### Task objective
Each line of the material below is to be checked for "this"; the number of matching lines is the only output expected.

### The data

== Segment start ==

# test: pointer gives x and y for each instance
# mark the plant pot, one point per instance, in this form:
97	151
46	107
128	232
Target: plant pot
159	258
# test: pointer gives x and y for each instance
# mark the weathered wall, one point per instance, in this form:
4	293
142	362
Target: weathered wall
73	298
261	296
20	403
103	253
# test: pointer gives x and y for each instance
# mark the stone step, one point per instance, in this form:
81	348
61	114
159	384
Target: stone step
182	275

== Segment end ==
== Segment start ==

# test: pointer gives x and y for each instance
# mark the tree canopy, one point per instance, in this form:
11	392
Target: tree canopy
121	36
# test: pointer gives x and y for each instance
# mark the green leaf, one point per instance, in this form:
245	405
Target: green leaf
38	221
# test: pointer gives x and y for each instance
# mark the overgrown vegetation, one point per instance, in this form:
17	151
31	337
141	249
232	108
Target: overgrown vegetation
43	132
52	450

== Segment end ==
== Segment start ==

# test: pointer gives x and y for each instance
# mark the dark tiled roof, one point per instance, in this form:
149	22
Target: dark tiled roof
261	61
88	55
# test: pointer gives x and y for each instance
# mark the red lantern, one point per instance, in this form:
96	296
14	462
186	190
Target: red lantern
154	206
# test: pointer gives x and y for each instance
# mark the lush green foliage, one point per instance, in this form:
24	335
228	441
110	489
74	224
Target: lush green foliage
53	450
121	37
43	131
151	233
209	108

== Segment end ==

### The answer
9